La légende d'Ochi © 2024 A24 - KMBO Films

L’autre voie

L’échange entre Yuri et le bébé Ochi est possible grâce à un langage commun, au-delà des mots. Une belle idée du film qui vient supplanter le langage humain dans ce film où les dialogues sont réduits au minimum voire totalement absents de certaines scènes. Lorsque Yuri découvre qu’elle peut communiquer dans la langue des Ochis, c’est une révélation. Ce dialogue inter espèces renforce le propos naturaliste du film et la thématique d’une famille au sens élargi.

Ce langage Ochi, ou plutôt ce chant, renvoie le langage humain au stade de balbutiements imparfaits. Mélange de poésie et de musique, il est composé de vibrations et touche au « sublime » selon Dasha (Emily Watson), la mère de Yuri. Une admiration qui tient au fait qu’il n’a pas besoin de mots pour exprimer des émotions. La « voix » des Ochis est pourtant ironiquement principalement humaine, composée à 90% des sifflements de Paul « The Birdman » Manalatos et à 10% de chants d’oiseaux : l’oiseau moqueur et un peu de corbeau.

Avare en dialogues, La légende d’Ochi fait la part belle à la musique. Composée par David Longstreth, chanteur et guitariste du groupe Dirty Projectors, la bande son du film est omniprésente. Le thème lancinant est celui d’un tube local qui est « la chanson » du couple de parents désormais désuni mais aussi un air chanté par les Ochis. Une incertitude poétique plane sur la provenance d’origine – humaine ou Ochi – de la ritournelle. Débarrassée du langage humain, la jolie scène finale du film est quasi muette, portée par la musique qui s’avère alors un peu encombrante.

La légende d'Ochi © 2024 A24 - KMBO Films

La bagarre !

Symbole d’un casting très solide, l’impeccable Willem Dafoe vu dans The Lighthouse (2019) – lire notre critique – et plus récemment Nosferatu (2024) – lire notre critique – et Beetlejuice Beetlejuice (2024) – lire notre critique, incarne Maxim. Pour ce père très strict, le rapport à la nature se vit exclusivement comme un rapport de force. La vie est un combat qui ne trouve un équilibre qu’à travers une masculinité pouvant aisément être qualifiée de toxique. Pour ce père, la vie c’est la guerre !

ÉNONCÉ A
Recopiez mot pour mot le passage de l'extrait sur La légende d'Ochi compris entre « L’autre voie » et « au sens élargi. », ces deux passages inclus.
ÉNONCÉ B
D'après l'extrait sur La légende d'Ochi, qui a composé la bande son du film ?

ENTRÉES DE DONNÉES
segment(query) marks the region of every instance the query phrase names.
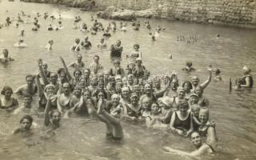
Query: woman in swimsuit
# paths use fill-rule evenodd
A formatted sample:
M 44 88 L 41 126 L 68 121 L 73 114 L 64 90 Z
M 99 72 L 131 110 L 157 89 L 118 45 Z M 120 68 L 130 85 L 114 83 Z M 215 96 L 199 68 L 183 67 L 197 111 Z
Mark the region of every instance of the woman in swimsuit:
M 31 135 L 31 126 L 33 122 L 33 118 L 30 115 L 25 115 L 22 118 L 20 127 L 13 131 L 14 134 L 22 134 L 22 135 L 27 136 Z
M 209 109 L 200 108 L 199 121 L 202 123 L 198 128 L 198 133 L 202 137 L 206 138 L 206 142 L 211 146 L 217 145 L 217 135 L 215 125 L 209 120 Z
M 12 111 L 18 108 L 18 100 L 11 96 L 13 94 L 13 90 L 10 86 L 4 86 L 1 91 L 1 94 L 4 95 L 4 97 L 0 99 L 1 109 Z
M 171 116 L 170 129 L 180 135 L 189 136 L 194 130 L 193 118 L 189 111 L 189 103 L 187 101 L 182 101 L 178 108 L 178 110 Z
M 210 145 L 202 142 L 202 138 L 198 132 L 193 132 L 190 138 L 192 143 L 197 148 L 196 150 L 191 153 L 178 150 L 169 146 L 165 146 L 163 147 L 163 149 L 167 152 L 190 157 L 198 157 L 205 154 L 212 154 L 213 152 L 214 152 L 214 150 L 211 147 Z

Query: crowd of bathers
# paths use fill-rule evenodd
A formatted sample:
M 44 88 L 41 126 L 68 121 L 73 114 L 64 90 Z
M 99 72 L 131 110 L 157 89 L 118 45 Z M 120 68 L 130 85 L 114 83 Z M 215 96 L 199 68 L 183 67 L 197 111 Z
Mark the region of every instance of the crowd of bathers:
M 22 17 L 27 19 L 24 20 Z M 49 31 L 63 29 L 61 14 L 55 18 L 54 15 L 49 16 L 48 13 L 42 15 L 38 13 L 32 22 L 33 31 L 39 31 L 40 17 L 44 19 L 50 18 L 53 22 L 58 18 L 57 26 L 49 25 Z M 19 23 L 30 20 L 30 16 L 22 11 L 18 14 L 15 26 L 18 27 Z M 79 16 L 75 17 L 74 29 L 91 33 L 92 35 L 102 33 L 102 38 L 97 46 L 99 48 L 107 47 L 105 40 L 106 37 L 111 36 L 110 32 L 127 30 L 127 22 L 121 22 L 120 29 L 118 29 L 116 22 L 113 21 L 105 29 L 102 23 L 94 17 L 91 20 L 94 22 L 93 26 L 88 29 L 88 26 L 82 22 Z M 14 22 L 16 20 L 11 21 L 7 18 L 5 26 L 8 26 Z M 137 20 L 132 22 L 131 25 L 136 31 L 142 27 L 140 22 Z M 154 41 L 159 36 L 160 31 L 165 30 L 158 26 L 155 33 L 152 34 L 150 22 L 146 21 L 144 26 L 150 30 L 150 34 Z M 24 36 L 24 30 L 21 30 L 20 36 Z M 18 46 L 23 40 L 19 42 Z M 47 50 L 51 50 L 54 41 L 50 40 Z M 145 122 L 147 127 L 154 130 L 183 137 L 190 136 L 198 148 L 195 152 L 190 153 L 191 155 L 214 151 L 218 139 L 215 123 L 210 120 L 210 102 L 204 96 L 203 92 L 212 80 L 212 72 L 215 74 L 214 81 L 222 81 L 219 69 L 209 66 L 209 76 L 202 83 L 197 76 L 180 82 L 175 71 L 163 77 L 152 77 L 149 69 L 143 66 L 140 45 L 134 44 L 134 51 L 123 56 L 122 42 L 117 40 L 116 44 L 110 46 L 113 66 L 110 70 L 106 70 L 100 63 L 100 56 L 97 54 L 94 54 L 94 62 L 90 66 L 83 62 L 82 54 L 79 51 L 90 50 L 91 46 L 87 36 L 83 41 L 76 38 L 71 50 L 77 53 L 77 60 L 67 65 L 63 58 L 60 57 L 62 66 L 57 71 L 51 70 L 43 59 L 38 59 L 38 74 L 27 74 L 25 78 L 26 84 L 14 91 L 8 86 L 2 88 L 1 109 L 14 114 L 22 112 L 22 110 L 30 110 L 31 107 L 36 107 L 31 106 L 33 97 L 38 96 L 38 111 L 44 110 L 44 126 L 49 127 L 50 130 L 60 127 L 61 119 L 72 117 L 72 114 L 93 115 L 106 125 L 108 138 L 121 140 L 124 134 L 120 121 L 135 123 Z M 10 57 L 7 49 L 4 49 L 2 54 L 1 62 L 7 63 L 14 60 Z M 121 58 L 127 58 L 129 63 L 121 65 Z M 171 58 L 171 55 L 169 58 Z M 74 71 L 71 73 L 70 70 Z M 192 67 L 192 62 L 186 62 L 182 70 L 196 72 Z M 250 88 L 253 86 L 250 70 L 244 66 L 243 71 L 244 76 L 236 82 L 238 88 Z M 19 102 L 14 98 L 14 93 L 22 96 L 22 105 L 19 105 Z M 33 118 L 25 115 L 20 121 L 20 127 L 14 134 L 30 132 L 33 130 L 32 122 Z M 175 152 L 170 147 L 165 149 Z

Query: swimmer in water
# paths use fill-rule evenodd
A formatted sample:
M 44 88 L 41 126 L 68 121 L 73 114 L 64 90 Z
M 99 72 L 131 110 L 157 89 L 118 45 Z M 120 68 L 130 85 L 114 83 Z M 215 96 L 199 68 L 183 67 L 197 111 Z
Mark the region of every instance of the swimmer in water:
M 252 88 L 254 86 L 254 79 L 250 75 L 250 69 L 249 69 L 246 66 L 242 68 L 243 76 L 241 78 L 236 80 L 236 89 L 241 88 Z
M 0 109 L 10 112 L 18 107 L 18 100 L 12 97 L 13 90 L 10 86 L 4 86 L 1 94 L 4 97 L 0 99 Z
M 221 76 L 221 70 L 218 68 L 214 68 L 213 70 L 213 72 L 215 74 L 215 77 L 214 78 L 214 82 L 220 82 L 222 80 L 222 78 Z
M 10 58 L 10 56 L 8 55 L 9 51 L 7 49 L 3 49 L 2 50 L 2 58 L 0 58 L 0 62 L 2 63 L 7 63 L 8 62 L 10 61 L 14 61 L 14 58 Z
M 192 89 L 191 89 L 191 93 L 194 93 L 195 91 L 195 88 L 198 86 L 200 86 L 202 90 L 204 90 L 205 88 L 206 88 L 206 86 L 210 84 L 210 81 L 211 81 L 211 71 L 212 71 L 212 67 L 211 66 L 209 66 L 209 67 L 207 68 L 207 70 L 209 72 L 209 76 L 206 81 L 205 81 L 203 83 L 199 84 L 199 78 L 198 76 L 194 76 L 192 78 Z
M 186 67 L 182 68 L 182 70 L 186 71 L 186 72 L 195 71 L 195 69 L 192 67 L 192 62 L 186 61 Z
M 24 111 L 30 110 L 32 107 L 31 103 L 32 103 L 32 96 L 25 95 L 23 98 L 23 104 L 18 108 L 17 108 L 13 114 L 17 114 L 18 113 L 20 113 L 22 110 L 24 110 Z
M 46 49 L 47 50 L 52 50 L 52 46 L 54 45 L 54 40 L 50 39 L 50 41 L 48 41 L 48 44 L 46 46 Z
M 63 90 L 64 92 L 60 94 L 57 99 L 57 106 L 60 113 L 62 113 L 64 109 L 70 109 L 70 100 L 73 96 L 70 83 L 64 82 Z
M 78 51 L 80 51 L 79 46 L 80 46 L 80 39 L 79 38 L 75 38 L 74 39 L 74 44 L 72 46 L 70 50 L 73 50 L 73 51 L 78 52 Z
M 18 47 L 18 48 L 25 48 L 27 46 L 27 44 L 24 42 L 23 39 L 19 39 L 18 42 L 16 42 L 14 44 L 14 46 Z
M 69 64 L 69 67 L 73 67 L 74 69 L 78 70 L 82 70 L 85 66 L 85 63 L 82 61 L 82 55 L 81 54 L 77 54 L 77 60 L 74 62 L 71 62 Z
M 25 115 L 19 122 L 20 127 L 14 130 L 13 134 L 22 134 L 22 135 L 31 135 L 31 126 L 33 123 L 33 118 L 30 115 Z
M 100 121 L 104 122 L 106 126 L 106 137 L 113 140 L 122 140 L 123 138 L 122 128 L 120 122 L 110 115 L 109 113 L 104 110 L 106 108 L 106 103 L 102 98 L 99 98 L 98 102 L 98 110 L 95 110 L 95 106 L 93 102 L 90 99 L 86 101 L 86 106 L 88 107 L 88 112 L 97 117 Z
M 214 152 L 214 150 L 210 145 L 208 145 L 207 143 L 202 142 L 202 139 L 198 132 L 192 132 L 190 138 L 191 138 L 192 143 L 197 148 L 196 150 L 191 153 L 173 149 L 169 146 L 165 146 L 163 147 L 163 149 L 167 152 L 178 154 L 180 155 L 189 156 L 189 157 L 198 157 L 206 154 L 212 154 Z
M 22 85 L 14 91 L 15 94 L 21 95 L 34 95 L 38 91 L 38 87 L 34 84 L 34 77 L 31 74 L 26 76 L 26 84 Z
M 97 45 L 98 48 L 103 49 L 107 46 L 106 43 L 105 42 L 105 39 L 102 38 L 101 38 L 101 42 Z

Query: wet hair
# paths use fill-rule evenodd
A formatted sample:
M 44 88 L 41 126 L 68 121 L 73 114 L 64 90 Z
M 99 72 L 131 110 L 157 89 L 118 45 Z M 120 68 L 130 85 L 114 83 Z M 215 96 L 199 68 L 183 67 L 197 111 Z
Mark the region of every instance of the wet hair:
M 137 48 L 139 48 L 139 45 L 138 45 L 138 44 L 134 44 L 134 48 L 135 46 L 137 46 Z
M 191 134 L 190 134 L 190 139 L 191 139 L 191 136 L 192 136 L 193 134 L 199 134 L 199 133 L 197 132 L 197 131 L 193 131 L 193 132 L 191 132 Z M 200 135 L 200 134 L 199 134 L 199 135 Z
M 221 73 L 221 70 L 218 69 L 218 68 L 217 68 L 216 70 L 215 70 L 215 74 L 219 74 Z
M 188 66 L 192 66 L 192 61 L 186 61 L 186 65 Z
M 58 111 L 58 110 L 50 110 L 49 112 L 49 116 L 50 116 L 50 118 L 53 118 L 53 115 L 54 115 L 54 113 L 58 113 L 59 115 L 62 115 L 62 113 L 60 111 Z
M 4 87 L 2 88 L 2 90 L 1 90 L 1 94 L 6 95 L 6 92 L 8 90 L 10 90 L 11 91 L 11 94 L 13 94 L 13 89 L 11 89 L 10 86 L 4 86 Z
M 8 51 L 7 49 L 3 49 L 3 50 L 2 50 L 2 53 L 4 53 L 4 52 L 7 52 L 7 54 L 9 54 L 9 51 Z
M 94 55 L 94 58 L 98 58 L 99 59 L 99 56 L 98 55 Z
M 29 122 L 32 124 L 33 118 L 30 115 L 24 115 L 22 119 L 20 120 L 19 123 L 22 123 L 24 119 L 29 120 Z
M 182 87 L 183 87 L 183 88 L 184 88 L 184 86 L 185 86 L 185 84 L 188 84 L 189 86 L 190 86 L 190 90 L 192 89 L 192 83 L 191 83 L 191 82 L 190 82 L 190 81 L 185 81 L 185 82 L 182 83 Z
M 30 95 L 30 94 L 25 94 L 24 96 L 23 96 L 24 98 L 30 98 L 30 99 L 32 101 L 32 99 L 33 99 L 33 98 L 32 98 L 32 96 Z
M 32 78 L 33 81 L 34 81 L 34 77 L 32 75 L 32 74 L 27 74 L 25 78 L 25 79 L 26 80 L 28 78 Z
M 178 103 L 178 110 L 179 110 L 181 106 L 186 106 L 186 108 L 189 108 L 189 106 L 189 106 L 189 102 L 186 100 L 179 101 L 179 103 Z
M 85 70 L 83 70 L 83 72 L 85 72 L 85 70 L 87 70 L 88 73 L 89 73 L 89 74 L 90 74 L 90 70 L 89 68 L 85 69 Z
M 58 69 L 57 73 L 58 73 L 58 75 L 60 75 L 62 72 L 63 72 L 63 73 L 66 74 L 64 68 L 59 68 L 59 69 Z
M 104 90 L 102 90 L 102 89 L 97 90 L 96 92 L 95 92 L 94 94 L 93 94 L 92 96 L 95 96 L 97 98 L 98 98 L 98 94 L 99 93 L 102 93 L 102 94 L 103 94 L 104 98 L 107 98 L 106 93 L 104 91 Z
M 83 92 L 82 92 L 82 95 L 84 94 L 84 93 L 86 92 L 89 92 L 90 94 L 91 95 L 91 91 L 89 89 L 86 89 Z
M 76 69 L 76 70 L 74 70 L 74 72 L 73 72 L 73 75 L 74 75 L 74 76 L 75 75 L 75 73 L 76 73 L 76 72 L 79 72 L 79 74 L 82 75 L 82 71 L 81 71 L 80 70 Z

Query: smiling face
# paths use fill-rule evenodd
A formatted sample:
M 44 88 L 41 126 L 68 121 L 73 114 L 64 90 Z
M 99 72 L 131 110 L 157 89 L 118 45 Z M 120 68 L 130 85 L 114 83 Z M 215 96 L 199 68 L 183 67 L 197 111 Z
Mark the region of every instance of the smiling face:
M 199 111 L 199 121 L 206 124 L 209 119 L 209 112 L 208 109 L 201 109 Z
M 82 94 L 82 89 L 80 87 L 75 87 L 74 90 L 74 94 L 76 96 L 80 96 Z
M 192 84 L 197 86 L 199 82 L 199 78 L 197 76 L 194 76 L 192 78 Z
M 90 94 L 90 91 L 85 91 L 85 92 L 83 93 L 83 98 L 84 98 L 85 100 L 90 99 L 90 97 L 91 97 L 91 94 Z
M 23 105 L 26 108 L 30 108 L 31 106 L 32 99 L 30 97 L 24 97 L 24 102 Z
M 76 70 L 75 73 L 74 73 L 74 78 L 76 79 L 78 79 L 82 75 L 82 73 L 79 71 L 79 70 Z
M 61 114 L 58 111 L 54 111 L 52 114 L 50 121 L 52 124 L 58 126 L 59 122 L 61 121 Z
M 69 94 L 70 93 L 70 86 L 69 83 L 63 84 L 64 94 Z
M 34 79 L 32 77 L 28 77 L 26 79 L 27 86 L 31 86 L 33 85 Z
M 159 110 L 159 106 L 156 103 L 151 105 L 151 112 L 153 114 L 158 114 Z
M 133 104 L 133 105 L 137 105 L 137 104 L 138 104 L 138 98 L 137 96 L 132 96 L 132 97 L 130 98 L 130 102 L 131 102 L 131 104 Z
M 32 123 L 30 122 L 30 120 L 24 118 L 21 122 L 20 125 L 21 125 L 22 130 L 26 131 L 30 129 Z
M 197 147 L 199 147 L 202 145 L 202 138 L 198 132 L 194 132 L 191 134 L 191 141 L 192 143 Z
M 198 104 L 198 101 L 199 101 L 198 97 L 197 97 L 195 95 L 190 96 L 190 102 L 191 105 Z
M 150 84 L 145 85 L 145 92 L 146 94 L 150 94 L 152 92 L 152 88 Z
M 188 83 L 185 83 L 183 88 L 184 88 L 184 90 L 190 91 L 190 90 L 191 90 L 191 88 Z
M 10 99 L 12 94 L 13 94 L 13 91 L 11 90 L 6 90 L 5 92 L 5 98 L 6 99 Z

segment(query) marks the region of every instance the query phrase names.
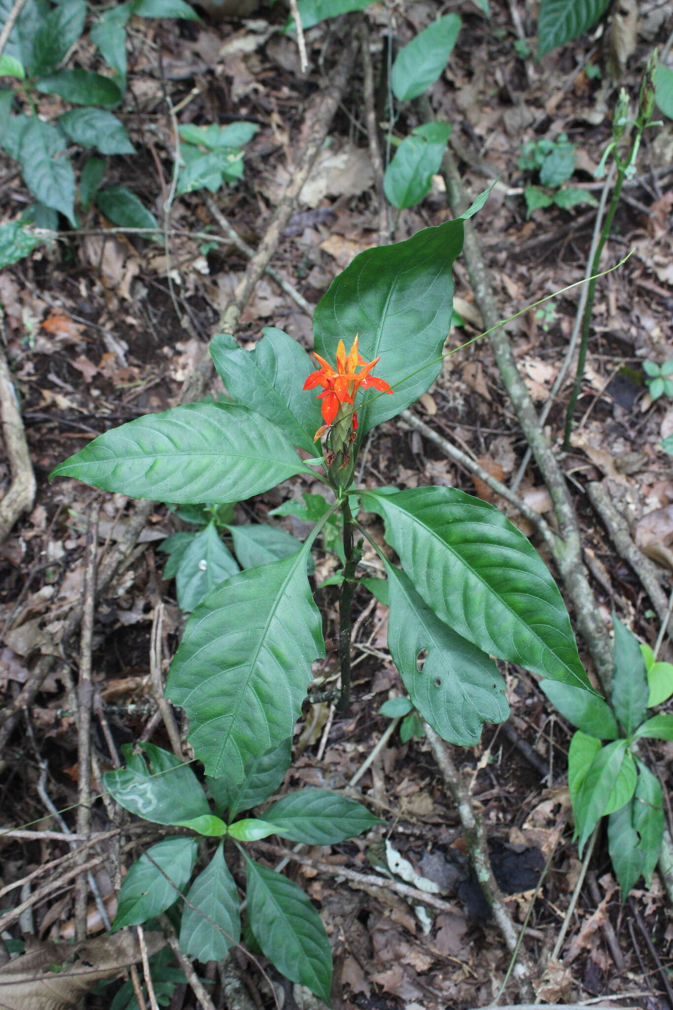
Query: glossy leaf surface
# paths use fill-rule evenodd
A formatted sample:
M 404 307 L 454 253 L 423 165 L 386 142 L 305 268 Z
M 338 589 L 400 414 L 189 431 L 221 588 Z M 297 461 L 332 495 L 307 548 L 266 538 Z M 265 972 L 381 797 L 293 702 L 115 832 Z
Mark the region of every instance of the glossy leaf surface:
M 259 414 L 237 404 L 190 403 L 106 431 L 50 476 L 131 498 L 219 504 L 250 498 L 303 469 L 285 435 Z
M 271 964 L 331 1006 L 332 951 L 318 912 L 296 884 L 245 853 L 250 926 Z
M 339 340 L 359 333 L 366 361 L 394 395 L 358 395 L 360 432 L 395 417 L 433 384 L 451 326 L 453 262 L 463 247 L 463 222 L 447 221 L 404 242 L 365 249 L 332 281 L 313 319 L 316 350 L 334 361 Z M 411 375 L 411 373 L 414 373 Z
M 384 517 L 388 543 L 440 620 L 484 652 L 589 686 L 554 580 L 497 509 L 443 487 L 368 491 L 362 504 Z
M 122 881 L 113 929 L 138 925 L 171 908 L 189 883 L 198 850 L 196 838 L 166 838 L 143 852 Z
M 239 781 L 251 754 L 292 736 L 311 664 L 324 654 L 308 549 L 234 576 L 188 621 L 166 695 L 189 715 L 210 776 Z
M 503 722 L 510 714 L 504 682 L 485 652 L 440 621 L 404 572 L 392 565 L 385 569 L 387 643 L 411 701 L 443 739 L 474 746 L 482 723 Z
M 382 823 L 361 803 L 326 789 L 290 793 L 272 803 L 262 819 L 272 823 L 283 837 L 307 845 L 335 844 Z

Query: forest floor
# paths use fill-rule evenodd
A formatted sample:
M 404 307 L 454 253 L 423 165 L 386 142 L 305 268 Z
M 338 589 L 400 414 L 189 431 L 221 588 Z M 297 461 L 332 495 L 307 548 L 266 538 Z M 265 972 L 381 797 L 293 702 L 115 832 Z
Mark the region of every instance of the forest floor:
M 593 170 L 611 136 L 616 98 L 605 69 L 607 32 L 602 39 L 583 36 L 541 63 L 524 60 L 515 48 L 518 34 L 512 16 L 520 8 L 525 17 L 524 7 L 518 0 L 491 0 L 487 20 L 476 5 L 461 3 L 461 37 L 429 94 L 435 117 L 453 125 L 452 149 L 470 194 L 476 195 L 498 177 L 475 227 L 501 318 L 584 277 L 595 215 L 592 207 L 568 211 L 548 207 L 527 219 L 524 189 L 532 177 L 519 168 L 522 145 L 532 138 L 567 134 L 577 144 L 572 185 L 599 197 L 603 184 L 594 180 Z M 667 41 L 672 27 L 668 4 L 642 0 L 640 8 L 635 47 L 621 80 L 632 96 L 638 94 L 648 53 Z M 389 9 L 382 4 L 370 7 L 375 68 L 388 31 L 403 44 L 438 10 L 431 0 Z M 59 656 L 1 755 L 3 827 L 17 829 L 30 823 L 33 831 L 60 830 L 46 816 L 45 796 L 59 809 L 77 803 L 73 683 L 78 640 L 75 636 L 62 653 L 61 638 L 84 592 L 88 516 L 94 498 L 101 503 L 99 564 L 120 541 L 132 508 L 119 495 L 101 495 L 73 481 L 49 485 L 47 474 L 108 428 L 179 402 L 185 380 L 217 331 L 247 266 L 233 244 L 192 235 L 198 231 L 226 237 L 213 215 L 214 201 L 239 235 L 253 248 L 258 245 L 292 176 L 307 108 L 343 53 L 343 25 L 323 22 L 308 33 L 310 67 L 302 74 L 295 40 L 278 30 L 285 14 L 273 7 L 256 11 L 253 17 L 219 24 L 207 16 L 201 22 L 138 19 L 130 32 L 128 85 L 135 109 L 122 118 L 138 153 L 116 158 L 108 179 L 131 188 L 159 219 L 175 156 L 164 91 L 174 106 L 190 98 L 180 112 L 181 124 L 246 120 L 260 127 L 246 147 L 244 178 L 237 186 L 221 189 L 208 201 L 203 190 L 174 200 L 170 226 L 178 233 L 170 235 L 170 261 L 162 236 L 156 240 L 106 236 L 103 230 L 109 222 L 92 210 L 83 222 L 83 231 L 89 233 L 72 232 L 40 246 L 0 276 L 5 351 L 20 392 L 37 480 L 32 510 L 0 547 L 0 692 L 7 702 L 29 681 L 41 658 Z M 52 113 L 58 101 L 47 96 L 42 111 Z M 362 107 L 362 67 L 356 63 L 329 142 L 317 158 L 271 262 L 312 306 L 353 256 L 377 241 L 378 206 Z M 396 126 L 401 136 L 419 124 L 410 109 Z M 578 424 L 572 450 L 563 459 L 580 516 L 584 557 L 604 617 L 608 620 L 616 608 L 639 638 L 652 645 L 660 621 L 638 577 L 619 556 L 593 511 L 584 485 L 591 480 L 608 488 L 637 544 L 660 566 L 669 592 L 673 475 L 659 443 L 673 432 L 673 406 L 666 396 L 651 402 L 643 362 L 662 364 L 673 358 L 672 164 L 673 128 L 668 122 L 646 136 L 637 176 L 625 187 L 602 266 L 611 266 L 632 248 L 635 252 L 599 282 Z M 30 200 L 14 169 L 8 160 L 0 163 L 5 218 Z M 400 214 L 394 238 L 402 240 L 451 216 L 444 181 L 437 176 L 425 200 Z M 449 347 L 481 329 L 461 259 L 454 277 L 456 308 L 464 324 L 452 328 Z M 549 398 L 561 368 L 578 297 L 578 289 L 559 295 L 546 303 L 545 311 L 532 309 L 508 326 L 538 408 Z M 268 277 L 256 285 L 247 302 L 237 338 L 251 347 L 262 326 L 281 327 L 307 348 L 312 346 L 311 318 Z M 547 430 L 553 440 L 562 435 L 568 388 L 567 380 L 548 415 Z M 527 446 L 485 340 L 445 359 L 440 378 L 414 411 L 491 475 L 512 482 Z M 6 488 L 10 474 L 8 467 L 2 468 L 0 462 Z M 468 472 L 402 419 L 377 429 L 362 480 L 400 488 L 445 485 L 497 503 L 488 487 L 475 484 Z M 549 517 L 551 500 L 535 466 L 529 466 L 519 491 L 532 508 Z M 268 521 L 301 537 L 305 524 L 292 516 L 268 518 L 268 513 L 302 492 L 320 493 L 320 488 L 294 478 L 237 505 L 236 522 Z M 506 505 L 504 511 L 549 561 L 535 529 L 512 506 Z M 143 734 L 167 746 L 164 728 L 154 714 L 150 638 L 161 605 L 159 661 L 165 670 L 184 615 L 177 605 L 175 583 L 162 581 L 164 561 L 156 548 L 165 536 L 186 528 L 194 527 L 156 505 L 137 545 L 97 605 L 93 677 L 100 715 L 94 719 L 94 746 L 103 770 L 112 762 L 103 724 L 115 747 Z M 334 574 L 339 562 L 329 554 L 316 558 L 319 584 Z M 337 589 L 319 589 L 317 600 L 324 614 L 329 669 L 336 662 Z M 346 788 L 389 723 L 378 714 L 381 704 L 402 693 L 386 651 L 386 607 L 368 605 L 364 595 L 356 597 L 355 604 L 350 709 L 340 716 L 328 702 L 306 706 L 284 789 Z M 670 660 L 670 643 L 664 642 L 661 658 Z M 580 652 L 586 659 L 581 644 Z M 577 905 L 569 912 L 582 871 L 568 822 L 566 760 L 571 727 L 550 709 L 534 677 L 514 668 L 502 672 L 512 708 L 509 723 L 486 726 L 479 746 L 453 748 L 453 754 L 467 775 L 472 801 L 486 825 L 495 877 L 515 921 L 523 922 L 540 873 L 550 860 L 524 941 L 539 966 L 538 1001 L 673 1010 L 672 910 L 657 874 L 649 890 L 637 889 L 624 903 L 601 834 Z M 653 765 L 662 782 L 670 784 L 673 743 L 649 742 Z M 291 866 L 288 871 L 318 905 L 330 935 L 339 994 L 335 1005 L 362 1010 L 463 1010 L 489 1005 L 506 978 L 510 954 L 488 918 L 469 867 L 455 804 L 427 741 L 415 737 L 403 743 L 394 733 L 359 780 L 356 792 L 385 818 L 385 827 L 341 845 L 309 849 L 310 856 L 333 866 L 332 875 L 311 866 Z M 670 814 L 669 805 L 673 829 Z M 65 817 L 74 830 L 74 812 Z M 99 802 L 94 826 L 102 830 L 108 824 Z M 68 845 L 48 836 L 3 836 L 0 851 L 0 884 L 6 888 L 68 851 Z M 129 863 L 131 854 L 125 856 Z M 340 867 L 366 874 L 370 865 L 380 866 L 384 858 L 389 865 L 399 857 L 407 861 L 403 873 L 409 881 L 435 883 L 446 902 L 445 911 L 418 913 L 394 890 L 355 886 L 339 877 Z M 97 871 L 102 894 L 111 894 L 111 908 L 114 878 L 111 866 Z M 4 912 L 18 903 L 19 895 L 24 900 L 31 891 L 24 884 L 0 893 Z M 73 914 L 73 892 L 65 886 L 32 906 L 3 938 L 19 938 L 22 931 L 40 938 L 68 937 Z M 550 963 L 568 915 L 563 952 Z M 94 931 L 97 928 L 100 922 L 93 924 Z M 256 1005 L 270 1006 L 254 966 L 241 961 L 239 967 Z M 103 995 L 89 996 L 87 1005 L 109 1006 L 115 987 L 118 984 L 108 986 Z M 293 993 L 286 987 L 285 998 L 288 1007 L 315 1005 L 306 991 L 298 989 Z M 504 1002 L 519 1002 L 512 985 Z M 192 992 L 179 986 L 171 1006 L 177 1010 L 196 1005 Z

RÉPONSE ÉCRITE A
L’autre voie

L’échange entre Yuri et le bébé Ochi est possible grâce à un langage commun, au-delà des mots. Une belle idée du film qui vient supplanter le langage humain dans ce film où les dialogues sont réduits au minimum voire totalement absents de certaines scènes. Lorsque Yuri découvre qu’elle peut communiquer dans la langue des Ochis, c’est une révélation. Ce dialogue inter espèces renforce le propos naturaliste du film et la thématique d’une famille au sens élargi.

RÉPONSE ÉCRITE B
David Longstreth, chanteur et guitariste du groupe Dirty Projectors.